-- begin Excerpt to read --

Merging two Word documents with Ruby?

D

Denver Mike

I've got a bugger of a problem and I thought I'd toss it out there to
see if anyone can provide any guidance.

I'm working on an application that needs to merge two Microsoft Word
documents. However, the application will definitely run on a Linux
server, so Word won't be installed.

My only thought would be to use the new XML format -- maybe I can find a
way to merge two documents with those files.

Has anyone else had any experience merging Word documents in Ruby (and
Rails)? Any other experience in manipulating Word documents in other
ways?

Denver Mike
 
G

Graham

Several points
- What do you mean by "Merge"?.. Word documents have structure and the
interleaving of lines or words would appear to make little sense.

- Unless your application and user base is new, then you will have many
files NOT in the XML format, in which case you would need to convert
them - and would need Word installed somewhere. Perhaps you could
reconsider your platform choice (to make the problem simpler) - or if
you have no pre-existing documents reconsider your approach to make
Word unecessary? Word can read a wide variety of document types
(including HTML) - so perhaps this is another way to simplify your
problem.

More details required...
Graham
 
E

Edwin van Leeuwen

Denver said:
My only thought would be to use the new XML format -- maybe I can find a
way to merge two documents with those files.

The only way I see is to use openoffice. There must be a script
somewhere to run openoffice in batch convert mode. That way you can
convert the doc format to odf. ODF is xml based, so should be mergeable.
The xml based format of microsoft is not used yet. The first office
version that will support that is office 12 and not released yet
 
P

Paul Duncan

--9b/uWrIH8C2V3aH3
Content-Type: text/plain; charset=us-ascii
Content-Disposition: inline
Content-Transfer-Encoding: quoted-printable

* Denver Mike ([email protected]) wrote:
[snipped]
I'm working on an application that needs to merge two Microsoft Word=20
documents. However, the application will definitely run on a Linux=20
server, so Word won't be installed.

There's the POI Ruby bindings, although I've never used them myself and
have no idea how good they are.

http://jakarta.apache.org/poi/poi-ruby.html

If that doesn't work, I'd try wv and catdoc, respectively.
Denver Mike

--=20
Paul Duncan <[email protected]> pabs in #ruby-lang (OPN IRC)
http://www.pablotron.org/ OpenPGP Key ID: 0x82C29562

--9b/uWrIH8C2V3aH3
Content-Type: application/pgp-signature; name="signature.asc"
Content-Description: Digital signature
Content-Disposition: inline

-----BEGIN PGP SIGNATURE-----
Version: GnuPG v1.4.0 (GNU/Linux)

iD8DBQFDqV7szdlT34LClWIRAn5FAJ9rlEtiZDRpXZvTUuYa2K0uosVixwCgrZrI
QW8Ny+OuAFAJbgpJP8VkjqA=
=6Urs
-----END PGP SIGNATURE-----

--9b/uWrIH8C2V3aH3--
 
D

Denver Mike

- What do you mean by "Merge"?.. Word documents have structure and the
interleaving of lines or words would appear to make little sense.

-- end Excerpt to read --
-- begin Raw data --

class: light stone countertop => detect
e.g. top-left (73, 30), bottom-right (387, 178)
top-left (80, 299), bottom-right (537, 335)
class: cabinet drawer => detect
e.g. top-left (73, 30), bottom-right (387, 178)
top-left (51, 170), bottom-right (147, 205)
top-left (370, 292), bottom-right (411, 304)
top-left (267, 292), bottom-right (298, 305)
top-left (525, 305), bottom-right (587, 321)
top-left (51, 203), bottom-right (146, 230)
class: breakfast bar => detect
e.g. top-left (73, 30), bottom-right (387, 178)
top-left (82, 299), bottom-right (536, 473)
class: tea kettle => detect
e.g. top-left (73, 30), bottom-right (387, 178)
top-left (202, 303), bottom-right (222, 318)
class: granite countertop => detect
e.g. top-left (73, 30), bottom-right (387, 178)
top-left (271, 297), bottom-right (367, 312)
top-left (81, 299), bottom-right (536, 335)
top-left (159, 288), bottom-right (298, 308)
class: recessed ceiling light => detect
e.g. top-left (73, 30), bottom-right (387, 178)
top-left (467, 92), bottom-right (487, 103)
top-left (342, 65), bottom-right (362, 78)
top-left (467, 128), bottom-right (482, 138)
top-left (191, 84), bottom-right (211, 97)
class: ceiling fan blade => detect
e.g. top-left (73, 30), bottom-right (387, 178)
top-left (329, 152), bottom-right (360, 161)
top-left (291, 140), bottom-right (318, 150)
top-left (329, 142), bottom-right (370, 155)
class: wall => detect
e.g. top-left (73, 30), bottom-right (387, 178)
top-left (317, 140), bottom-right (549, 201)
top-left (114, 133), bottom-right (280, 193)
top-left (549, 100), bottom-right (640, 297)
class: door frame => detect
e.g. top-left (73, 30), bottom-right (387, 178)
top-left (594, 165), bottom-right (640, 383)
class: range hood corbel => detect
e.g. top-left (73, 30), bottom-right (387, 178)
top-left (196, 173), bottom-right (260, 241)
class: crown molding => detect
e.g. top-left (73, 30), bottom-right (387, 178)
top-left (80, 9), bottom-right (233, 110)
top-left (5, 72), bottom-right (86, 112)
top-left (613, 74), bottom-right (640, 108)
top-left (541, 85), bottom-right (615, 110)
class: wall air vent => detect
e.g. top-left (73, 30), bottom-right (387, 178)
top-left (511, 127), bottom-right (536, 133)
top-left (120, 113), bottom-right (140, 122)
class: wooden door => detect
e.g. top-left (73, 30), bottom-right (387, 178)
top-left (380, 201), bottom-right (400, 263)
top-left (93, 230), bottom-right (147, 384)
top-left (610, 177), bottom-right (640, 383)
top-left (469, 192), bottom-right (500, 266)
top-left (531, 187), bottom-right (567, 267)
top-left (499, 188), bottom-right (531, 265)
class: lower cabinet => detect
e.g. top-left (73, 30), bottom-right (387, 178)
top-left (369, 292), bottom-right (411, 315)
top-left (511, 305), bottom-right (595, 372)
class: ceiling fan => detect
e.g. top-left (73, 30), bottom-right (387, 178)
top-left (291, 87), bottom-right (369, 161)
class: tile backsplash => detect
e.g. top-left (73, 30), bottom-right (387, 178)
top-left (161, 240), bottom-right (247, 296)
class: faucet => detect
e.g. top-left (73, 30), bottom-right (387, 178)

-- end Raw data --

**Problems and tasks**
1. Return the part of the thread on merging Word documents with Ruby between "Merging two Word" and "provide any guidance.", inclusive.
2. Take the forum thread on merging Word documents with Ruby further, picking up after its last shown line.

**Task answers**
1.
Merging two Word documents with Ruby?

D

Denver Mike

I've got a bugger of a problem and I thought I'd toss it out there to
see if anyone can provide any guidance.

2.
Thanks for your thoughts on this Graham. By "merge", I meant appending
one Word document to the end of another, but to make things more
complicated, I need to add text into the headings across the entire
document.
 
E

Edwin van Leeuwen

Denver said:
Thanks for your thoughts on this Graham. By "merge", I meant appending
one Word document to the end of another, but to make things more
complicated, I need to add text into the headings across the entire
document.

Microsoft word has something called a master document. Maybe you could
add a masterdocument that inclkudes both files+extra headings. This
masterdocument might be simple enouh that you can actually reverse
engineer it. (Create one in word once and just edit the parts you need
to edit with ruby).
 
W

Wilson Bilkovich

Thanks for your thoughts on this Graham. By "merge", I meant appending
one Word document to the end of another, but to make things more
complicated, I need to add text into the headings across the entire
document.
This can actually be extremely complex, because a named style (such as
'Body', 'Normal', or 'Heading 1') can (and will) have different
properties (fonts, colors, sizes, margins, encoding, etc) in each of
the two documents. You will need to rename every style and style
reference in the second document in order to prevent the two from
colliding.
 
L

Lei Wu

If you have a choice, don't use Word document. Use RTF format instead.
RTF files can be opened the same way as Word documents, but are a lot
easier to process.

Lei
 
D

Daniel Calvelo

If your documents are properly structured using styles (which is rare)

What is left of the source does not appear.